Among the conductive elements supported by the PCB, are electrical
leads and/or terminals that that are effective to connect the PCB
to a battery.
[0065] As an example, a printed circuit board (7) will be described
that supports various elements in a preferred (but not exclusive)
arrangement. The PCB itself may have any shape or dimensions that
are convenient to manufacture and assemble into the PCB housing
(5), with the requirement that the PCB is able to extend from the
electric current source (8), to a distance beyond the distal end of
the PCB housing. This distance depends on the overall length and
design of the system. In general, the PCB cannot be so long that it
would bottom out in the applicator head (3) before the PCB housing
and neck extension (2) form a rigid connection.
[0066] Referring to FIGS. 4 and 5, all or most of the electronic
elements or components except the resistive heating element(s) (7c)
may be located on the enlarged portion (7a) of the printed circuit
board, near the upper end of the board. The largest lateral
dimension of the enlarged portion of the PCB must be less than an
interior dimension of that part of the handle (4) in which it
resides. A relatively narrow, elongated section (7e) of the PCB
extends from the enlarged portion, through the PCB housing (5), and
emerges from the lower end of the PCB housing. A portion (7b) of
the PCB that emerges from the lower end of the PCB housing, holds
the heat generating portion (7c). Preferably, none of the heat
generating portion is inside the PCB housing, as this would tend to
reduce the heating efficiency of the system.
[0067] FIG. 6 shows one possible electronic circuit useful in the
present invention, which could be laid out on a printed circuit
board (7). FIG. 5 shows one possible layout of electronic elements
on the PCB. Electric current from a power source (8), (a
rechargeable battery, for example) enters the printed circuit board
at a PCB terminal (T1). This terminal may occupy an edge of an
enlarged portion (7a) of the PCB. In a preferred embodiment, the
positive terminal of the battery (8) may alternately occupy at
least one "on" position and at least one "off" position, according
to the positioning of a switch. That is, movement of the switch may
physically move the battery. In an "on" position, the positive
terminal of the battery physically contacts terminal T1 of the PCB.
In the "off" position, the positive terminal of the battery has no
physical contact with a terminal of the PCB. This embodiment has
the advantage that it does not require additional conductors
between the positive terminal of the battery and circuit board.
Alternate embodiments for the functioning of switch are possible,
according to the well known operation of switches.

--------

> **What you have to do**
Reproduce the passage of the circuit board description between "arrangement. The PCB" and "a rigid connection.", inclusive. The data that comes next plays no part in this work.

--------

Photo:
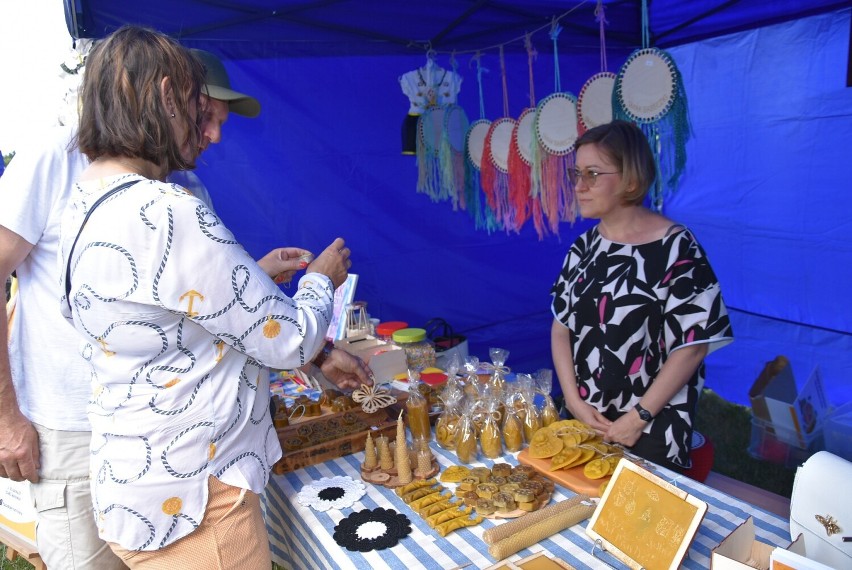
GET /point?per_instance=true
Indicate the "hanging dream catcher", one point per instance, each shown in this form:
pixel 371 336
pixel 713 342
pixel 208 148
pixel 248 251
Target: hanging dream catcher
pixel 556 133
pixel 451 154
pixel 594 103
pixel 521 155
pixel 649 91
pixel 474 146
pixel 495 162
pixel 430 127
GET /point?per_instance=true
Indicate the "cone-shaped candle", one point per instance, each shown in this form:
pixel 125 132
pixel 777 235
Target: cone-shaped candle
pixel 370 460
pixel 403 460
pixel 385 457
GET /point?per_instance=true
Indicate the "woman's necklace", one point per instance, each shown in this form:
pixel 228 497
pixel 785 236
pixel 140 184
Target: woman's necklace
pixel 140 169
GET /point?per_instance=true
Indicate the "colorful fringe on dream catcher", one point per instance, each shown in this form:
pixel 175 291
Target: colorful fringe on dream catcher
pixel 494 181
pixel 451 152
pixel 429 134
pixel 520 160
pixel 551 183
pixel 477 208
pixel 667 130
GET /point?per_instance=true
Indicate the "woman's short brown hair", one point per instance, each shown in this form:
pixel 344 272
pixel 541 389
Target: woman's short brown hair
pixel 627 147
pixel 123 112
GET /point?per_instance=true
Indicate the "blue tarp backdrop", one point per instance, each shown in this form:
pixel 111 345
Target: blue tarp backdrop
pixel 766 189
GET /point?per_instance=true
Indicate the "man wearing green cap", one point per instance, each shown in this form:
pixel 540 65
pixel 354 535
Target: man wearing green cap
pixel 44 383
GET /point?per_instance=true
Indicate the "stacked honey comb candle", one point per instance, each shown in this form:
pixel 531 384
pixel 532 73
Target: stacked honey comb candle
pixel 394 468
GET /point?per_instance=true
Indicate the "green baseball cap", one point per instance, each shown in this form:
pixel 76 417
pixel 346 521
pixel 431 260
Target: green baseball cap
pixel 219 86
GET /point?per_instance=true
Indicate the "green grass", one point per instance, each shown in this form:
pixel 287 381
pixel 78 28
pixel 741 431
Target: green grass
pixel 728 426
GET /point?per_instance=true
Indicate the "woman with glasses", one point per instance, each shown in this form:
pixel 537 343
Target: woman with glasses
pixel 636 306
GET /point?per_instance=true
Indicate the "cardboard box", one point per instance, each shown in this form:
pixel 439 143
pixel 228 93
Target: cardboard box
pixel 742 551
pixel 775 399
pixel 386 360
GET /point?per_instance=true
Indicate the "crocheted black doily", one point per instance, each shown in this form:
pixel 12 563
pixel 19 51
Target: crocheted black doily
pixel 371 530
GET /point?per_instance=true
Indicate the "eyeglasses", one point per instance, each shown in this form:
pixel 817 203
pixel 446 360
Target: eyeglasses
pixel 590 177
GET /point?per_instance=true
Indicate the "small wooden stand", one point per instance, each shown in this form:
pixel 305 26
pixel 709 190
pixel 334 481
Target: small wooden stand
pixel 388 477
pixel 18 548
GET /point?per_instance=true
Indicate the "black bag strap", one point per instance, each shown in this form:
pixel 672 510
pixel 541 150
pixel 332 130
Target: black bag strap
pixel 97 203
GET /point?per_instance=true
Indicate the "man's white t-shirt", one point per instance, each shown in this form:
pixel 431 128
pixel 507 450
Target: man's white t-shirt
pixel 51 379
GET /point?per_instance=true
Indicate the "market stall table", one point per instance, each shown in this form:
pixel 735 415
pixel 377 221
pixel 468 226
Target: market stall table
pixel 301 537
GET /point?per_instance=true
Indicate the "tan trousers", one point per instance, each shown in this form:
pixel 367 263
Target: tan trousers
pixel 232 535
pixel 66 533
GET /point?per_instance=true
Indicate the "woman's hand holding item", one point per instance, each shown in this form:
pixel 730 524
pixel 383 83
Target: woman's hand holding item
pixel 284 262
pixel 626 429
pixel 347 371
pixel 333 262
pixel 589 415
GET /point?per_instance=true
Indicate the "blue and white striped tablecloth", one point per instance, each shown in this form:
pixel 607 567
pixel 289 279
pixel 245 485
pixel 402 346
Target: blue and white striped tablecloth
pixel 301 537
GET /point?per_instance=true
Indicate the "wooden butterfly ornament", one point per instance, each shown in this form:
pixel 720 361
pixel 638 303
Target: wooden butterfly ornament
pixel 829 523
pixel 372 398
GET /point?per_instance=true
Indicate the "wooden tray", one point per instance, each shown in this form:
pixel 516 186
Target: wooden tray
pixel 325 446
pixel 572 478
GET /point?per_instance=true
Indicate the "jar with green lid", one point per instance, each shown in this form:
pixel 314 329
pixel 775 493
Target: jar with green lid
pixel 419 352
pixel 385 330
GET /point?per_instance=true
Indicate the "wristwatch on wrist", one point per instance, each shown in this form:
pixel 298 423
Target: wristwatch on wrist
pixel 323 354
pixel 644 414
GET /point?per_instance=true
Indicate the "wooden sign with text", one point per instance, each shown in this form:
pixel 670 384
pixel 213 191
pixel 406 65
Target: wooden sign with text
pixel 645 521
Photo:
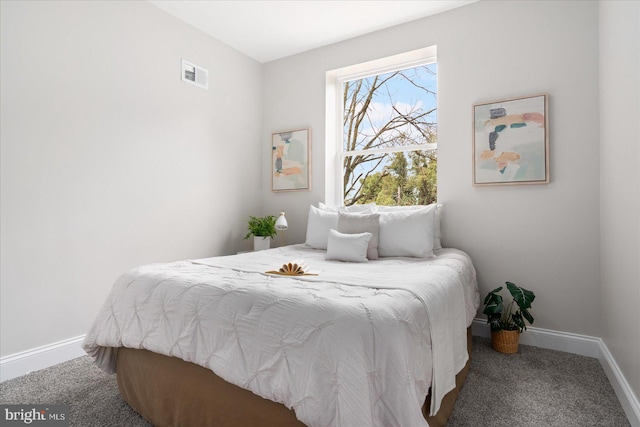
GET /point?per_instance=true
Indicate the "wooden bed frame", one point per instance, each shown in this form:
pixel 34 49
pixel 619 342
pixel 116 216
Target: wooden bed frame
pixel 168 391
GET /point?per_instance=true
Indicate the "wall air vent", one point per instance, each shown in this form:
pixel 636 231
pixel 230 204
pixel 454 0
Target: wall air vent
pixel 194 74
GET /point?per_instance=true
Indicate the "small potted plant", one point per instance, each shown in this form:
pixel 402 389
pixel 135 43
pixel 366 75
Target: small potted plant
pixel 506 324
pixel 263 229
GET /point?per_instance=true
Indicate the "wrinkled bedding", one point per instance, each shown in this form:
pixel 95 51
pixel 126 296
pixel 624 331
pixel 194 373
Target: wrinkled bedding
pixel 359 344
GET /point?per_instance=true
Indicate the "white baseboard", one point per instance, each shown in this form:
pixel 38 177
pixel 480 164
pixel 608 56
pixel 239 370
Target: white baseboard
pixel 22 363
pixel 582 345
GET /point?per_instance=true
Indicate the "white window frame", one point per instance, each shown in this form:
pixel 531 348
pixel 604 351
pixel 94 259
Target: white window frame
pixel 335 79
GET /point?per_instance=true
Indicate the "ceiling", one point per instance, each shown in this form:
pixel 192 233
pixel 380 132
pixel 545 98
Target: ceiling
pixel 267 29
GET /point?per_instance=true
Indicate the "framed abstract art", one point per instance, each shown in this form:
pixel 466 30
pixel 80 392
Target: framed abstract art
pixel 511 141
pixel 290 160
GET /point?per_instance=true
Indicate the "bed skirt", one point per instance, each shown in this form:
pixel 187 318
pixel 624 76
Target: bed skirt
pixel 168 391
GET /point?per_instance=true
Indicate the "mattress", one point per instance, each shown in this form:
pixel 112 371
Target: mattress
pixel 357 344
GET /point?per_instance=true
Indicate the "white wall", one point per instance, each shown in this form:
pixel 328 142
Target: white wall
pixel 544 237
pixel 109 161
pixel 620 183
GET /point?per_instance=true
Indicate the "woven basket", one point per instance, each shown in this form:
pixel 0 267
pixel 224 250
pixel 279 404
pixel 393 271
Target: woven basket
pixel 505 341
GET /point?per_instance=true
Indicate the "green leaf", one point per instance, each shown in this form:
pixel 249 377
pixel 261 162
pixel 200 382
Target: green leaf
pixel 518 321
pixel 523 297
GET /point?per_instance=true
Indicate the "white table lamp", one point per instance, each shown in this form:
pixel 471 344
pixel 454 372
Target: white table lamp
pixel 282 225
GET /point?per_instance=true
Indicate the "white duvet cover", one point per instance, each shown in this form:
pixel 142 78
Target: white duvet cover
pixel 357 345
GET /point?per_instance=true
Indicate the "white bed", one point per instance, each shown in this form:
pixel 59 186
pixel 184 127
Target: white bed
pixel 359 344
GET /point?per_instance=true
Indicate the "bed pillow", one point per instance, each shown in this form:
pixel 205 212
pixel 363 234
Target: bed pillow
pixel 407 232
pixel 437 234
pixel 318 225
pixel 354 223
pixel 367 208
pixel 347 247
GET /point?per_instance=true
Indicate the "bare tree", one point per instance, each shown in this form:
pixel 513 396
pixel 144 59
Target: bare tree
pixel 362 132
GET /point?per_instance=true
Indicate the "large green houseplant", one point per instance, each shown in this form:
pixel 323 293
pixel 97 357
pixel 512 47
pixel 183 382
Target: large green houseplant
pixel 263 229
pixel 507 324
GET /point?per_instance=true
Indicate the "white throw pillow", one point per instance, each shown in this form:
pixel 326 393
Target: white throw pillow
pixel 366 208
pixel 437 234
pixel 318 225
pixel 347 247
pixel 354 223
pixel 407 232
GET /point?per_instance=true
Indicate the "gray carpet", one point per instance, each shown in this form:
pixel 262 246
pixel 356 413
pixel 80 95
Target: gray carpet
pixel 535 387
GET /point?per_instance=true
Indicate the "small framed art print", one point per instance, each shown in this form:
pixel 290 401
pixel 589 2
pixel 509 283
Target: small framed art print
pixel 290 160
pixel 511 141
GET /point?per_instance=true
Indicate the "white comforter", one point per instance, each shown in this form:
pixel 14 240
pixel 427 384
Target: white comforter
pixel 357 345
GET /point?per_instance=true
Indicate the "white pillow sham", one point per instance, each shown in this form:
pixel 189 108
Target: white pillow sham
pixel 367 208
pixel 353 223
pixel 407 232
pixel 437 239
pixel 318 225
pixel 347 247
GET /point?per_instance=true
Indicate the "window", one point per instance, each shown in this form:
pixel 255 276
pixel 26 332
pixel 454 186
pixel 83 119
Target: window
pixel 385 132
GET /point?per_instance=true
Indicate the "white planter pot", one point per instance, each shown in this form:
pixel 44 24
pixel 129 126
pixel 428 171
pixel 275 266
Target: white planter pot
pixel 261 243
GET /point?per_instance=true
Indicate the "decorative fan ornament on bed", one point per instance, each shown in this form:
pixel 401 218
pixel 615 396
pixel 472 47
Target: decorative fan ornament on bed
pixel 295 268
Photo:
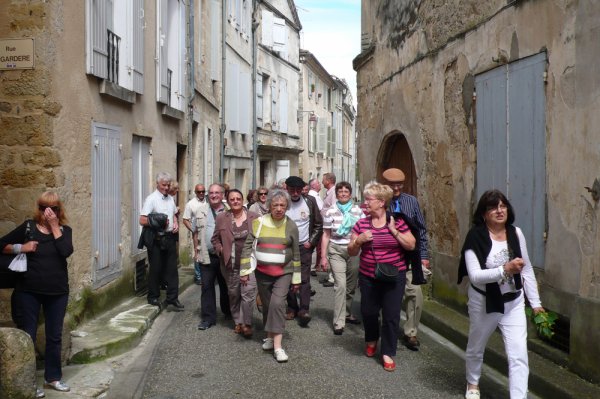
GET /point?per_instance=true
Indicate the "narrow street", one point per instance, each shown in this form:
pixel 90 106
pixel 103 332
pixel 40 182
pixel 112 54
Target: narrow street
pixel 176 360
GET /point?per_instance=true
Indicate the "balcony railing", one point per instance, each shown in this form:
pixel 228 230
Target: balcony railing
pixel 112 48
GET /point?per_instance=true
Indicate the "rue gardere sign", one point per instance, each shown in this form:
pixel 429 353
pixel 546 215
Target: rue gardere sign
pixel 16 54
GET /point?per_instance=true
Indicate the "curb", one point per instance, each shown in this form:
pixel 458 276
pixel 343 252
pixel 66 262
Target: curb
pixel 546 378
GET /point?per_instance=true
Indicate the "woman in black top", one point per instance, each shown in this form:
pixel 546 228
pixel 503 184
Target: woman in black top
pixel 47 241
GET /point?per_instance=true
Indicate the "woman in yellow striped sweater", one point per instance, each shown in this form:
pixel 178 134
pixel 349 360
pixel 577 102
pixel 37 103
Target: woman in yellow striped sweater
pixel 278 265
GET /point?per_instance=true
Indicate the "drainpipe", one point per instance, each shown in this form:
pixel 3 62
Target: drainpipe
pixel 254 124
pixel 191 96
pixel 223 83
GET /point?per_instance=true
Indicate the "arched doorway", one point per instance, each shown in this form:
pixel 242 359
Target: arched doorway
pixel 395 153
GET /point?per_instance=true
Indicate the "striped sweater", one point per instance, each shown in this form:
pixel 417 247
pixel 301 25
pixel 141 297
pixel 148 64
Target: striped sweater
pixel 384 246
pixel 277 249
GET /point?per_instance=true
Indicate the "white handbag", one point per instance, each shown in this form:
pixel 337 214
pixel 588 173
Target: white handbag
pixel 253 262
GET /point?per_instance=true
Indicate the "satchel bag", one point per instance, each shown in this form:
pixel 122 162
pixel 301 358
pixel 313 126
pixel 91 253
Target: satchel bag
pixel 253 262
pixel 10 262
pixel 384 272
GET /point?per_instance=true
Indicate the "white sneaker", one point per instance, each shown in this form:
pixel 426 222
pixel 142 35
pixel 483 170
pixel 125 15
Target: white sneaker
pixel 280 355
pixel 268 344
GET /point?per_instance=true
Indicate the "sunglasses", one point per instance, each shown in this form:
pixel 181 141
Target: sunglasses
pixel 55 208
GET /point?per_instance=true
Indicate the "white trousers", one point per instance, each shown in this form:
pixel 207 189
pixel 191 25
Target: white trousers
pixel 513 326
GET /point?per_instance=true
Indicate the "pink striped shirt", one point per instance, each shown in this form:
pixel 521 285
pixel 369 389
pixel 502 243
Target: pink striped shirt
pixel 387 249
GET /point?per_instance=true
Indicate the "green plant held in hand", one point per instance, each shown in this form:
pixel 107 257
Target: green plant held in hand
pixel 544 322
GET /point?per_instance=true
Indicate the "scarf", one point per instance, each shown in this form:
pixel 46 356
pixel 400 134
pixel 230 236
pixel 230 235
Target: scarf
pixel 348 220
pixel 478 239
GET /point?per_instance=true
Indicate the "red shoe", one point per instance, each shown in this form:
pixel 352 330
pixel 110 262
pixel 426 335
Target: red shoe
pixel 370 350
pixel 391 366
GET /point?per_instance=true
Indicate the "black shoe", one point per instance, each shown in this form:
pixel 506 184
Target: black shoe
pixel 154 302
pixel 303 319
pixel 176 304
pixel 205 325
pixel 411 343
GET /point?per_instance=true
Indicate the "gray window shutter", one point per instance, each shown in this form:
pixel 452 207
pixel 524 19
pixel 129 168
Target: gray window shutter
pixel 98 20
pixel 139 23
pixel 162 84
pixel 106 203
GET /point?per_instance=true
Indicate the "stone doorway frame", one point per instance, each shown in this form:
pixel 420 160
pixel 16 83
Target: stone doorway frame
pixel 394 152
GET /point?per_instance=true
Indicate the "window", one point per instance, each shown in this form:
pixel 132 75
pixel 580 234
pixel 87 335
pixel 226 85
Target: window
pixel 171 53
pixel 140 187
pixel 106 203
pixel 115 42
pixel 238 98
pixel 274 108
pixel 511 151
pixel 259 100
pixel 215 39
pixel 283 106
pixel 274 33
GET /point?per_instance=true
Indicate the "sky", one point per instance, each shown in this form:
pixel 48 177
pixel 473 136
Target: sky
pixel 331 31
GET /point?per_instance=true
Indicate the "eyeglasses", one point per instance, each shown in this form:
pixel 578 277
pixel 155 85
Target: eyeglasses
pixel 498 208
pixel 54 208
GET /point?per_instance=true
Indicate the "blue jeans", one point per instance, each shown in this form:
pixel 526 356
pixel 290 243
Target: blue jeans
pixel 378 296
pixel 197 272
pixel 54 307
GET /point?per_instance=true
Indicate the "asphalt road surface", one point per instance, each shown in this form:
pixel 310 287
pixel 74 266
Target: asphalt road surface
pixel 175 360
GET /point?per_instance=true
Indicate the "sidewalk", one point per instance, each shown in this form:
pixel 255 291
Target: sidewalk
pixel 122 329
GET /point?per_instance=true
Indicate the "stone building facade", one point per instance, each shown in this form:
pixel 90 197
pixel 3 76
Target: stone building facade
pixel 470 95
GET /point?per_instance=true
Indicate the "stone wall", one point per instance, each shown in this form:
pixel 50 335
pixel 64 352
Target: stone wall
pixel 417 78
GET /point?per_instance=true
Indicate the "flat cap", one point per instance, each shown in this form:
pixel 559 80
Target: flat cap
pixel 393 175
pixel 294 181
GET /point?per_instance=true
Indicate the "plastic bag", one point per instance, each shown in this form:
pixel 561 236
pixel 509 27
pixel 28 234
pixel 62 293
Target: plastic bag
pixel 19 263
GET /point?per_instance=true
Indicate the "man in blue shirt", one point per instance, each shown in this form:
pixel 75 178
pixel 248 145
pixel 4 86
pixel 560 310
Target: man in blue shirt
pixel 413 296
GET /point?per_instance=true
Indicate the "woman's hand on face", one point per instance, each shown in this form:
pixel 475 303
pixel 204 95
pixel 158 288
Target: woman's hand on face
pixel 515 266
pixel 51 218
pixel 29 246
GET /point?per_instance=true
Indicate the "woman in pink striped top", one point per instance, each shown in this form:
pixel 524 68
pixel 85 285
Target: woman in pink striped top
pixel 380 239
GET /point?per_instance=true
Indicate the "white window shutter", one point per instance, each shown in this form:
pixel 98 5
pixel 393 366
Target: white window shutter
pixel 280 37
pixel 98 18
pixel 162 85
pixel 245 98
pixel 139 23
pixel 267 28
pixel 259 100
pixel 274 110
pixel 215 13
pixel 232 97
pixel 322 136
pixel 283 106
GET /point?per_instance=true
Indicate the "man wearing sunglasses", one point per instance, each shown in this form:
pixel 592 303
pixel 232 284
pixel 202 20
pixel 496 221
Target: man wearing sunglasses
pixel 190 215
pixel 305 213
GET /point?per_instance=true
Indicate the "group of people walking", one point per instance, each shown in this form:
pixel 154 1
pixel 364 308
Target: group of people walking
pixel 264 248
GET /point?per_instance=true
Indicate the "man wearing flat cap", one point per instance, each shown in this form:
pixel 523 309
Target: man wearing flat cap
pixel 305 213
pixel 413 296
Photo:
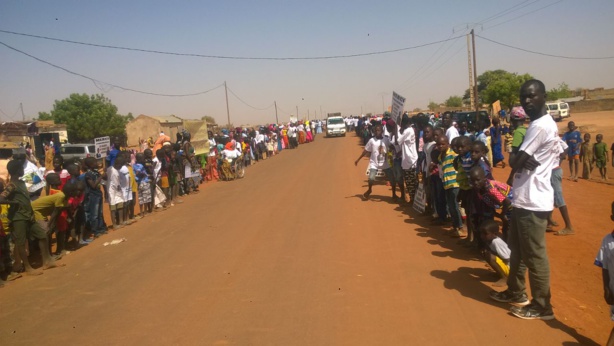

--------

> **The output**
arrangement. The PCB itself may have any shape or dimensions that
are convenient to manufacture and assemble into the PCB housing
(5), with the requirement that the PCB is able to extend from the
electric current source (8), to a distance beyond the distal end of
the PCB housing. This distance depends on the overall length and
design of the system. In general, the PCB cannot be so long that it
would bottom out in the applicator head (3) before the PCB housing
and neck extension (2) form a rigid connection.